# Goal A:
Copy the passage of the Proposition 33 text from "If Prop. 33" up to and including "practice is unclear.", keeping every word and mark as it appears.

# Selected passage:

Repeals the Costa-Hawkins Rental Housing Act of 1995 and prohibits the state from limiting the right of cities and counties to maintain, enact, or expand local residential rent control ordinances.
What the Measure Would Do
Proposition 33 would fully repeal the Costa-Hawkins Rental Housing Act of 1995, a state law that restricts local rent control laws. California cities currently have the ability to pass rent control ordinances, but the Costa-Hawkins Act limits those laws in the following ways:
- Housing units built after February 1, 1995, as well as all single-family homes and all condominiums, cannot be regulated through local rent control.
- Cities that already had rent control when the state law passed can only regulate the units that were built when they passed their local ordinances. In San Francisco and San José, only units built before 1979 can be rent controlled. In Oakland, the threshold year is 1983.
- When units become vacant, landlords can reset the rents to market rate (known as “vacancy decontrol”).
If Prop. 33 passes, local jurisdictions could regulate rents for any housing type and limit how much a landlord may increase rents when a new renter moves in (“vacancy control”).1 However, as the Legislative Analyst’s Office has noted, courts would require local legislation to be designed to allow property owners to increase rents enough to receive a “fair rate of return.”2 What this would mean in practice is unclear.
The Backstory
Proponents of Prop. 33 aim to expand the number of housing units that can be rent controlled. Rent control has provided protections for many low- and moderate-income tenants who might not otherwise be able to compete for market-rate housing in hot markets like San Francisco.3 According to a 2018 policy brief by the Terner Center for Housing Innovation at the University of California, Berkeley, 15 local governments in California have passed some form of rent control.4
The Ellis Act, passed by the state legislature in 1985, allows landlords who are getting out of the property rental business to evict tenants and remove the units from the rental market without interference from local governments. As a result, tens of thousands of rent-controlled units have been lost over time. Efforts by the state legislature to modify the Ellis Act over the past decade have been unsuccessful.
The Costa-Hawkins Rental Housing Act was originally passed by the California State Legislature in 1995 in response to the adoption of strong rent control ordinances by several cities (Berkeley, East Palo Alto, West Hollywood, Santa Monica, and Cotati) in the 1980s. Legislators were responding to concerns that rent control could stymie housing production. The law was intended to protect the production of housing by exempting new construction from rent control and to protect landlords’ right to set rents upon the turnover of units.
Over the years, tenant advocacy groups have failed numerous times to persuade the California State Legislature to amend or repeal the Costa-Hawkins Act. Proponents of Prop. 33 have placed two other similar measures on the ballot, including Prop. 10 in 2018 and Prop. 21 in 2020. Both were rejected by nearly 60% of voters.

# Goal B:
Return each line of the entries below that contains the string "rippled", matching case exactly.

Stored records

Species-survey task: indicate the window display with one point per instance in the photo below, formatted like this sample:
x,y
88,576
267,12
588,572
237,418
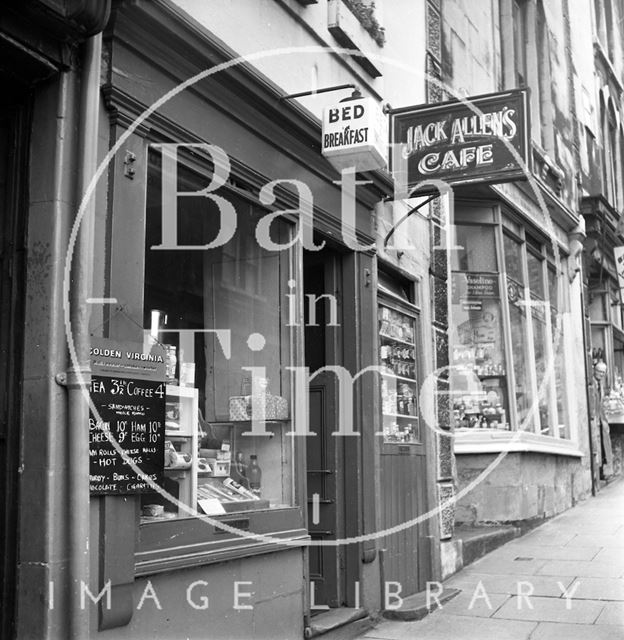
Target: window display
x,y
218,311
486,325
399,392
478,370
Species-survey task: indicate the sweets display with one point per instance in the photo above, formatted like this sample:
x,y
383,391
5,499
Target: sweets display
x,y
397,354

* * *

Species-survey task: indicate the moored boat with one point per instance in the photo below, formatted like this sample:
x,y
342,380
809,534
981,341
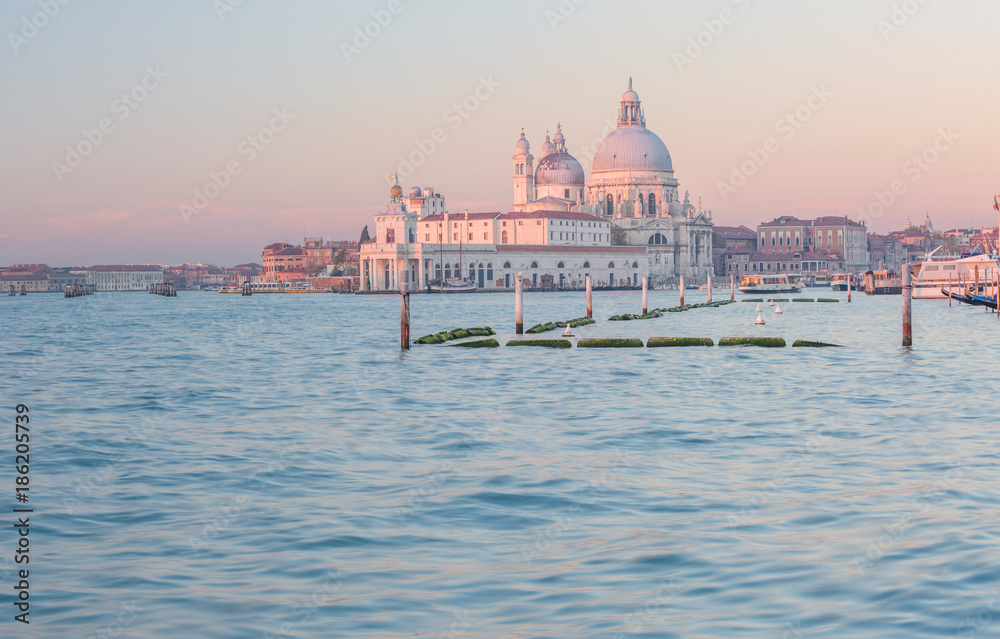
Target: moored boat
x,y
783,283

* * *

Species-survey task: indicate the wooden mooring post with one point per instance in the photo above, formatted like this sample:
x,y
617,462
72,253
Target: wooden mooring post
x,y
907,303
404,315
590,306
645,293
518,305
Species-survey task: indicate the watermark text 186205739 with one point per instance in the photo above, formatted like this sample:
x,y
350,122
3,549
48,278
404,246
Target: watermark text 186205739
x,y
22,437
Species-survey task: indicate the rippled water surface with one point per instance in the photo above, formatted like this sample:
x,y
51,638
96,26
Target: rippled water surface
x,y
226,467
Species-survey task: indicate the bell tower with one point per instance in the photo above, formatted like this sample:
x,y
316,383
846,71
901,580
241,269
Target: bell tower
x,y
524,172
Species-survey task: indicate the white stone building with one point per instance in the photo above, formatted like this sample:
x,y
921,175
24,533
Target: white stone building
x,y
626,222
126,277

# Result A:
If Prop. 33 passes, local jurisdictions could regulate rents for any housing type and limit how much a landlord may increase rents when a new renter moves in (“vacancy control”).1 However, as the Legislative Analyst’s Office has noted, courts would require local legislation to be designed to allow property owners to increase rents enough to receive a “fair rate of return.”2 What this would mean in practice is unclear.

# Result B:
Species-survey task: indicate the rippled water surface with one point per instance in the photo above, formatted like this sample:
Target: rippled water surface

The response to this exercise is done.